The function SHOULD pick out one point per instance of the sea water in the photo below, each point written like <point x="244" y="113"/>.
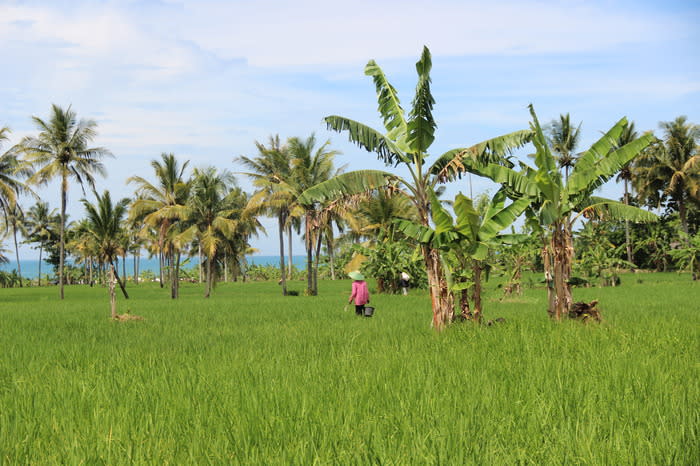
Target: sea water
<point x="30" y="268"/>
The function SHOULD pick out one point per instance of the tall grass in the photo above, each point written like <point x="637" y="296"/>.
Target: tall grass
<point x="249" y="376"/>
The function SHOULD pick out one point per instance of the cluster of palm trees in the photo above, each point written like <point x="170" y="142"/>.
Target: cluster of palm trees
<point x="207" y="215"/>
<point x="174" y="215"/>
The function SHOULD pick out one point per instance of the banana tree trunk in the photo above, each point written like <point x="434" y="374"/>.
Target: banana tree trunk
<point x="137" y="258"/>
<point x="562" y="251"/>
<point x="319" y="240"/>
<point x="309" y="259"/>
<point x="210" y="278"/>
<point x="477" y="290"/>
<point x="628" y="242"/>
<point x="112" y="294"/>
<point x="441" y="297"/>
<point x="466" y="312"/>
<point x="201" y="262"/>
<point x="41" y="249"/>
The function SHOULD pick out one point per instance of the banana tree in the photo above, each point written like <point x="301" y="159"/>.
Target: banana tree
<point x="406" y="142"/>
<point x="557" y="203"/>
<point x="469" y="237"/>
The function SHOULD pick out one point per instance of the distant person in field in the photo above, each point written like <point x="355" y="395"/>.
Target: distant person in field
<point x="360" y="292"/>
<point x="405" y="278"/>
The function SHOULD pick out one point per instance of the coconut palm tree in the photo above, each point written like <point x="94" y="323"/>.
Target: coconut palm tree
<point x="267" y="169"/>
<point x="628" y="135"/>
<point x="557" y="203"/>
<point x="406" y="142"/>
<point x="154" y="206"/>
<point x="669" y="171"/>
<point x="62" y="150"/>
<point x="105" y="227"/>
<point x="12" y="171"/>
<point x="42" y="225"/>
<point x="214" y="213"/>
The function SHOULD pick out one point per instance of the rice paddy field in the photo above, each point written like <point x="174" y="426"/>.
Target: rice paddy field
<point x="251" y="377"/>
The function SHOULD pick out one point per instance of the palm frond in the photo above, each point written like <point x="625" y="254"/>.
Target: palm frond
<point x="452" y="164"/>
<point x="421" y="125"/>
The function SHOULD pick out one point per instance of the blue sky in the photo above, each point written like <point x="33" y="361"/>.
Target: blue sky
<point x="205" y="79"/>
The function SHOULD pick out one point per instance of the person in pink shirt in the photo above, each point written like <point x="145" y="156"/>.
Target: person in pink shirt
<point x="360" y="292"/>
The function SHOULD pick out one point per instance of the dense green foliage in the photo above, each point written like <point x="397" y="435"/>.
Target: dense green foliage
<point x="249" y="376"/>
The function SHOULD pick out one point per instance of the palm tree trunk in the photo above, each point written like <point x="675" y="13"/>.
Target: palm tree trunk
<point x="112" y="294"/>
<point x="14" y="233"/>
<point x="283" y="274"/>
<point x="62" y="230"/>
<point x="41" y="249"/>
<point x="628" y="243"/>
<point x="291" y="259"/>
<point x="466" y="312"/>
<point x="137" y="257"/>
<point x="121" y="285"/>
<point x="441" y="297"/>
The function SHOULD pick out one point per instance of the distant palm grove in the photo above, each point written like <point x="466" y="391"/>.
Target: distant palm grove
<point x="543" y="216"/>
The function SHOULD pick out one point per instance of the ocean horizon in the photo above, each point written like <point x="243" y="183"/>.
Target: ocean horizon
<point x="30" y="268"/>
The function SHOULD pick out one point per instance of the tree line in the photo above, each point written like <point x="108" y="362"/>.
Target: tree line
<point x="373" y="219"/>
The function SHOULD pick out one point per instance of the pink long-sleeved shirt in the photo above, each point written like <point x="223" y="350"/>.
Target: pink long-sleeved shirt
<point x="359" y="292"/>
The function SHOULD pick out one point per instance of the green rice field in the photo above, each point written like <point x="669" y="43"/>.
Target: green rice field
<point x="251" y="377"/>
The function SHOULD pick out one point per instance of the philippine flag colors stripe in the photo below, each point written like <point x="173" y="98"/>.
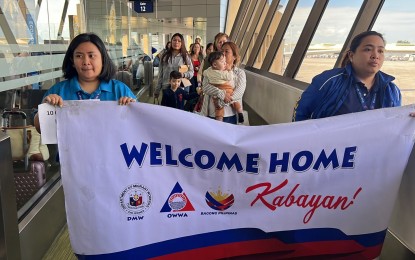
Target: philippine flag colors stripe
<point x="250" y="243"/>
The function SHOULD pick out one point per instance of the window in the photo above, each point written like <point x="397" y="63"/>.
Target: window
<point x="329" y="38"/>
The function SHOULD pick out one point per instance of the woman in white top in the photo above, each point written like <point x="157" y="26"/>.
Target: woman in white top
<point x="231" y="52"/>
<point x="173" y="59"/>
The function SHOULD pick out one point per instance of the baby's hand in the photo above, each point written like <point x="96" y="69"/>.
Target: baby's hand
<point x="54" y="100"/>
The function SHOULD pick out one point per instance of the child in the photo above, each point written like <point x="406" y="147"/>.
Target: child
<point x="174" y="96"/>
<point x="221" y="78"/>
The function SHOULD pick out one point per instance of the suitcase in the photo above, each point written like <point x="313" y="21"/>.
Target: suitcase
<point x="29" y="176"/>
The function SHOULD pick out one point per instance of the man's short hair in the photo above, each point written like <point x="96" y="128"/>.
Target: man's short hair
<point x="175" y="75"/>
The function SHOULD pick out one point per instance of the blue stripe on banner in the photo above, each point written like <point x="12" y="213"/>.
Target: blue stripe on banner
<point x="238" y="235"/>
<point x="328" y="234"/>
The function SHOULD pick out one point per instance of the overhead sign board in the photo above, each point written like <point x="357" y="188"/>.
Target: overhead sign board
<point x="143" y="6"/>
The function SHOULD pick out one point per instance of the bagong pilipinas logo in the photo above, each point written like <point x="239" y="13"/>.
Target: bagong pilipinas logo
<point x="218" y="200"/>
<point x="135" y="199"/>
<point x="177" y="201"/>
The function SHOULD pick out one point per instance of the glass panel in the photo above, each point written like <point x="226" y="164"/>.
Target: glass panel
<point x="257" y="29"/>
<point x="329" y="38"/>
<point x="395" y="22"/>
<point x="292" y="34"/>
<point x="268" y="38"/>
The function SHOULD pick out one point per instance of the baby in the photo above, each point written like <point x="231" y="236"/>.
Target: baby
<point x="221" y="78"/>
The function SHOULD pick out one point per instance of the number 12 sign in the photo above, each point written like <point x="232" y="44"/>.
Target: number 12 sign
<point x="143" y="6"/>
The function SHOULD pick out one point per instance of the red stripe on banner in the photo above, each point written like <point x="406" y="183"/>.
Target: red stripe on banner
<point x="234" y="249"/>
<point x="275" y="249"/>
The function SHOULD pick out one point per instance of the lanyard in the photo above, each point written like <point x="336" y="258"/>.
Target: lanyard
<point x="363" y="101"/>
<point x="79" y="93"/>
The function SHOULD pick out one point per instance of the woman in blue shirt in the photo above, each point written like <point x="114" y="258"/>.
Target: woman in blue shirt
<point x="358" y="86"/>
<point x="89" y="74"/>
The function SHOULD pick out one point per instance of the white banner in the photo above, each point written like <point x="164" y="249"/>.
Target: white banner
<point x="146" y="181"/>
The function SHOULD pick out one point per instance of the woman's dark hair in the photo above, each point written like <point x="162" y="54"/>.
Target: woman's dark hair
<point x="235" y="52"/>
<point x="175" y="75"/>
<point x="167" y="55"/>
<point x="357" y="40"/>
<point x="192" y="51"/>
<point x="108" y="67"/>
<point x="214" y="56"/>
<point x="208" y="45"/>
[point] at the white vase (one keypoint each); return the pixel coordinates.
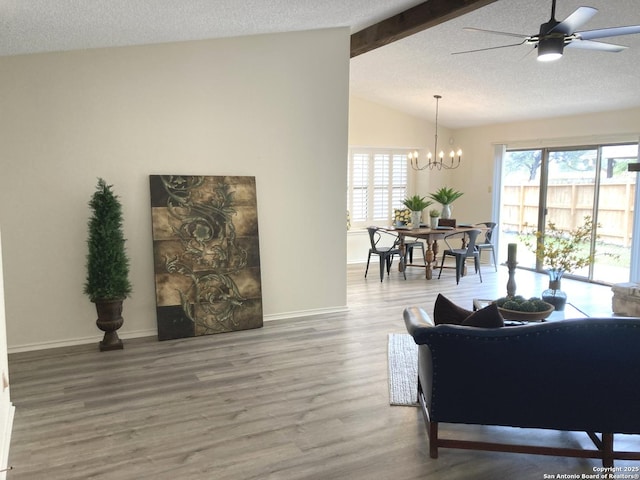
(415, 219)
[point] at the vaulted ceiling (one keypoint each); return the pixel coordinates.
(493, 86)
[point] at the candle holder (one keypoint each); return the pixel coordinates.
(511, 283)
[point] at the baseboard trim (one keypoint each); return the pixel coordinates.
(153, 332)
(305, 313)
(78, 341)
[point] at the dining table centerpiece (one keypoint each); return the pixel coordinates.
(401, 217)
(560, 251)
(533, 309)
(416, 204)
(445, 196)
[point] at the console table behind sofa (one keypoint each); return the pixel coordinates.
(574, 375)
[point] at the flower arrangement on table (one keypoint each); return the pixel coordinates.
(402, 216)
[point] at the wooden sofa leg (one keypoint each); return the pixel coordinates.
(607, 449)
(433, 439)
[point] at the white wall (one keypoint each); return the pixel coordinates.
(374, 125)
(7, 409)
(272, 106)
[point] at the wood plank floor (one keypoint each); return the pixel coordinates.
(298, 399)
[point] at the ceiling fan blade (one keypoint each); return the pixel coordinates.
(517, 35)
(579, 17)
(489, 48)
(608, 32)
(601, 46)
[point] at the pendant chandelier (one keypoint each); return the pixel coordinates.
(439, 162)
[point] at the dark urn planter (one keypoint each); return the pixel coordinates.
(109, 321)
(554, 295)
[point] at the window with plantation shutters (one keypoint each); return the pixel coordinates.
(377, 185)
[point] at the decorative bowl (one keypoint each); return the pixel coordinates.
(526, 316)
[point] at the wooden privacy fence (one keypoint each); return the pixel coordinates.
(567, 204)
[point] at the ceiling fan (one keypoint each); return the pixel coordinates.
(555, 35)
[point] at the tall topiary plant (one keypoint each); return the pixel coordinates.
(107, 283)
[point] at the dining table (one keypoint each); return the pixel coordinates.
(431, 236)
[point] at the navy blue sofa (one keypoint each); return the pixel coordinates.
(574, 375)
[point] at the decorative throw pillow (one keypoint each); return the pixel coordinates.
(445, 311)
(487, 317)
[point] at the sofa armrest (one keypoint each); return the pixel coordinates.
(418, 322)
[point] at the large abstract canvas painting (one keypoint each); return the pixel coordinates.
(206, 254)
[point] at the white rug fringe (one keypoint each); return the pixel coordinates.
(403, 370)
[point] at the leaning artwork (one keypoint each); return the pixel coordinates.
(206, 254)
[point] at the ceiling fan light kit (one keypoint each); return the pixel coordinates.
(550, 48)
(554, 36)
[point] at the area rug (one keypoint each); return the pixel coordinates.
(403, 370)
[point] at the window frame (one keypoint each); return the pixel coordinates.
(383, 187)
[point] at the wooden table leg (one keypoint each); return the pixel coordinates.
(429, 257)
(403, 252)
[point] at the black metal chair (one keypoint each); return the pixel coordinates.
(461, 254)
(487, 243)
(386, 253)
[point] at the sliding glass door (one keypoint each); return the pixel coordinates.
(565, 185)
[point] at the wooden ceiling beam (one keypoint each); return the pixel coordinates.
(416, 19)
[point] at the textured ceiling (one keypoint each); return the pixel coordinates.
(480, 88)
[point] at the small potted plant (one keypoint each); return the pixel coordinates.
(560, 251)
(434, 216)
(107, 283)
(416, 204)
(445, 196)
(401, 216)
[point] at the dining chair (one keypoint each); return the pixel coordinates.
(487, 243)
(461, 254)
(385, 253)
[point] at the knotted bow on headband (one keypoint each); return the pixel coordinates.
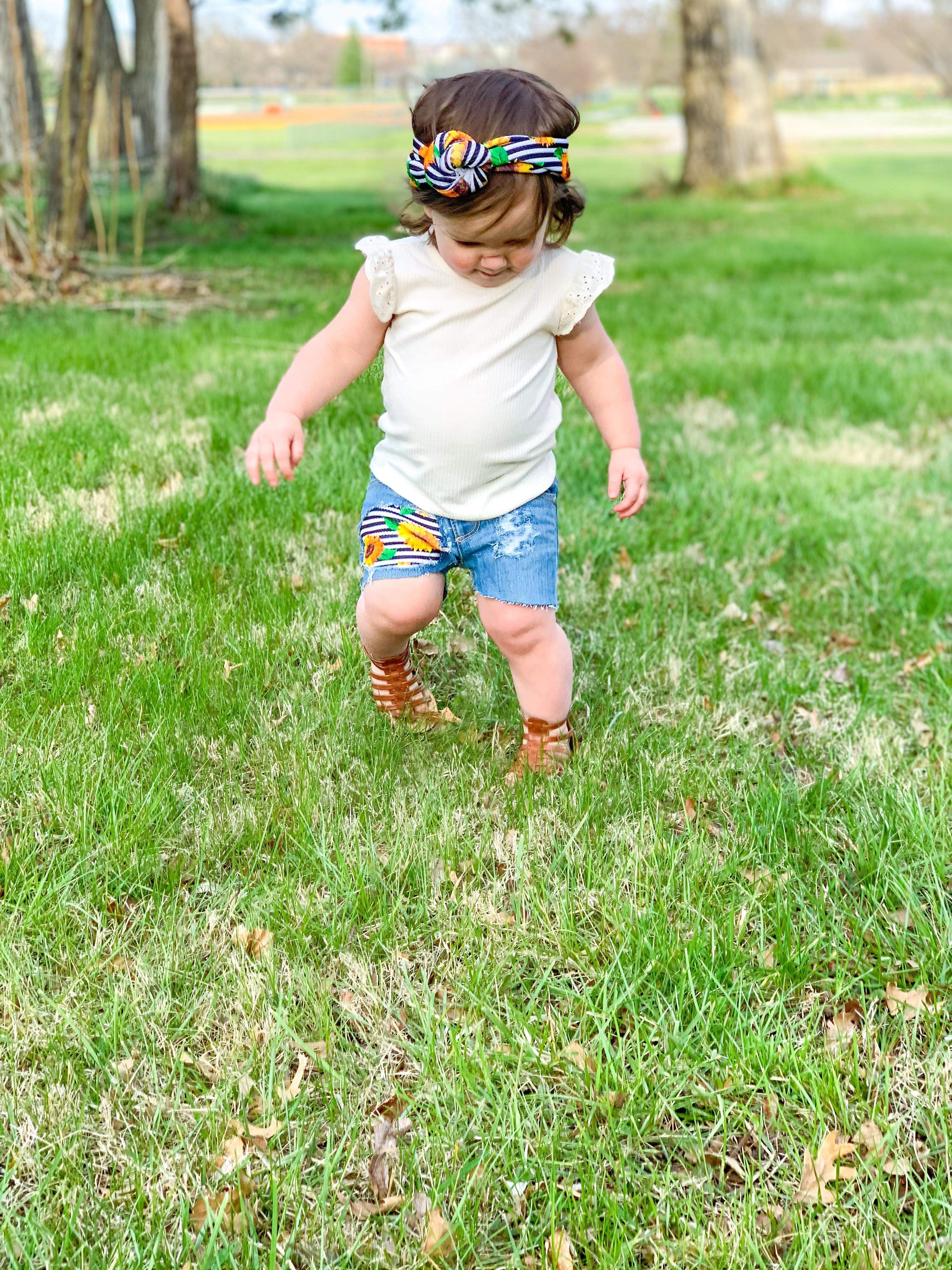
(455, 164)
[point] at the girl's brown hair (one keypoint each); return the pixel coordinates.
(489, 105)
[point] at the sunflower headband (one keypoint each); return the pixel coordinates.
(456, 164)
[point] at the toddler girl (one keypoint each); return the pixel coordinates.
(474, 309)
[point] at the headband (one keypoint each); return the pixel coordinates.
(455, 164)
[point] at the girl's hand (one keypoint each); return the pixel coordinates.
(626, 469)
(280, 440)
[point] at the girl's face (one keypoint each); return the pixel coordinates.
(490, 251)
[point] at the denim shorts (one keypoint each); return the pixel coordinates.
(513, 558)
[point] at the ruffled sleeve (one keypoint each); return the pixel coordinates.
(380, 272)
(593, 273)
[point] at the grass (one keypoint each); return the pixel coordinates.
(188, 745)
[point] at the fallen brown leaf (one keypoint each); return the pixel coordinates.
(574, 1053)
(233, 1154)
(384, 1145)
(902, 918)
(824, 1169)
(843, 1027)
(257, 941)
(258, 1135)
(417, 1220)
(560, 1253)
(362, 1208)
(292, 1086)
(874, 1145)
(439, 1244)
(910, 1003)
(226, 1206)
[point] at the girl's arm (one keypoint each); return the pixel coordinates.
(593, 366)
(324, 368)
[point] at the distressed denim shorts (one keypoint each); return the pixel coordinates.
(513, 558)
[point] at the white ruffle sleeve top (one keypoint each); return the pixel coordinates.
(469, 374)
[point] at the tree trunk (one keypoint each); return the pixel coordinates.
(68, 153)
(182, 167)
(11, 124)
(117, 82)
(728, 108)
(149, 78)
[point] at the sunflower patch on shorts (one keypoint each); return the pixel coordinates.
(400, 536)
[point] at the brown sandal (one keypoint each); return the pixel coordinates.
(546, 747)
(399, 693)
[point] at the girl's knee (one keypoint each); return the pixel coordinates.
(400, 606)
(516, 628)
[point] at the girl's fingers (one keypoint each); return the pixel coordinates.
(252, 468)
(282, 454)
(298, 446)
(635, 497)
(267, 453)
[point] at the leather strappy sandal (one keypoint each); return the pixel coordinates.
(546, 747)
(399, 693)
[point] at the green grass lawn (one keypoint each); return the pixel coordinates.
(756, 832)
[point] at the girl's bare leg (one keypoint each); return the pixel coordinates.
(394, 609)
(539, 655)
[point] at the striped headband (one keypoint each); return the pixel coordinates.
(455, 164)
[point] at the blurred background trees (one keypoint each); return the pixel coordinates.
(134, 94)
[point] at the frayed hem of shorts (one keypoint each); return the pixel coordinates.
(520, 604)
(413, 572)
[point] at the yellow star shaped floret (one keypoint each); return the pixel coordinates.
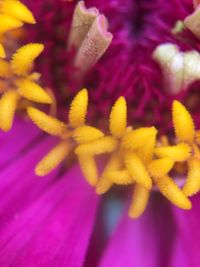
(76, 130)
(13, 14)
(187, 148)
(118, 144)
(17, 82)
(158, 170)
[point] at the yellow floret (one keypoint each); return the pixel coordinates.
(85, 134)
(16, 10)
(23, 59)
(2, 51)
(160, 167)
(89, 169)
(180, 152)
(53, 159)
(138, 138)
(78, 109)
(103, 145)
(46, 122)
(32, 91)
(8, 23)
(183, 123)
(139, 201)
(8, 104)
(137, 170)
(118, 117)
(172, 192)
(192, 184)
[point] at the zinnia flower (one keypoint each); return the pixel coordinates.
(87, 90)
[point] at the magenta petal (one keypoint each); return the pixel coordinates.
(19, 186)
(179, 255)
(55, 229)
(147, 241)
(11, 143)
(188, 223)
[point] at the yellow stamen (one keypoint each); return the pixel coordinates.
(138, 138)
(24, 57)
(192, 185)
(137, 170)
(160, 167)
(118, 117)
(53, 159)
(139, 201)
(146, 152)
(8, 23)
(85, 134)
(183, 123)
(172, 192)
(78, 109)
(180, 152)
(121, 177)
(105, 183)
(46, 122)
(8, 104)
(103, 145)
(2, 51)
(4, 69)
(32, 91)
(89, 169)
(16, 10)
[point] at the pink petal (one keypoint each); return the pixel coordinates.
(179, 256)
(55, 229)
(147, 241)
(188, 223)
(19, 186)
(11, 143)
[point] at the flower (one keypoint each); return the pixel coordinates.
(50, 221)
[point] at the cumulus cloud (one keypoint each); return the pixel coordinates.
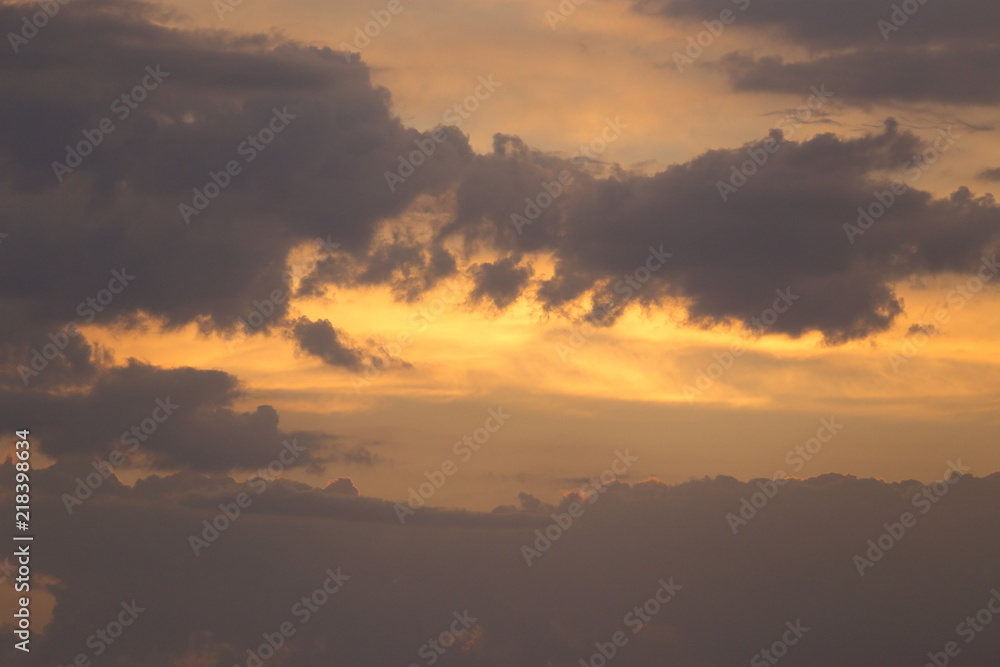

┄┄┄┄┄┄┄┄┄┄

_Aim_
Extract each line of the rows above that contains the word "girl", reproducing each one in full.

_Full response_
[point] at the girl's brown hair (one keypoint each); return the pixel coordinates.
[point] at the toddler girl (one keypoint each); return the pixel coordinates.
[point] at the girl's hand (one keypoint each); return the pixel coordinates.
[point] at the girl's face (one keypoint each); return the pixel coordinates.
[point] at the girl's arm (one keypoint each); return the pixel coordinates.
[point] at the girl's knee (one keypoint each); return the pixel coordinates.
[point] at the girl's fingers (one keypoint each); return the pixel coordinates.
[point] at the girl's bare leg (one keypoint each); return the pixel coordinates.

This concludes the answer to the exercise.